→ Reading text
= = = =

Tackling, Toughness and Motor? I ask the questions, can you stay on the field, and how productive are you on that field.
The answers? Yes, and VERY.
Much has been made of Corey Flagg’s numbers while he was a prospect at powerhouse North Shore in Houston, Texas. While numbers at a powerhouse look different when compared apples to apples, we cannot discount what Tirek Austin Cave did his final two years playing at Camden High School in New Jersey. Austin-Cave helped lead the Panthers to the State Championship game during his junior season with a stat line of 162 tackles, 18 TFLs, 1 sack, 3 PBUs, and 1 FF. In a 12 game HSFB season and All-State honors. His senior year was another dominant campaign his senior with 148 tackles, 11 sacks, two interceptions and two forced fumbles. He would repeat on the All-State Defensive First Team for New Jersey.
Even in his final game, Tirek Austin-Cave had a team-high 12 tackles, including four tackles for loss, a sack a pass defense and Player of The Game honors despite losing in the playoffs to rival Cedar Creek.
Three Hundred and Ten Tackles in two years.
To put that into perspective, the entire Hurricanes linebacker unit total 182 tackles, only 27 more than Cave’s average yearly total.

= = = =

→ Study material

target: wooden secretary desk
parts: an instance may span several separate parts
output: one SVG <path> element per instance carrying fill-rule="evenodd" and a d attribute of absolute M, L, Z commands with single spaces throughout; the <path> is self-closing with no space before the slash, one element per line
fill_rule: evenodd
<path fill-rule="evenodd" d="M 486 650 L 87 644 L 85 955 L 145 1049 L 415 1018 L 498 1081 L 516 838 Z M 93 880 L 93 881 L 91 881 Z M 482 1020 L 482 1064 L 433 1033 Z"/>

= = = =

→ Your objective
Please state how many tackles the linebacker text says Tirek Austin-Cave made in his junior season at Camden High School.

→ Written reply
162 tackles.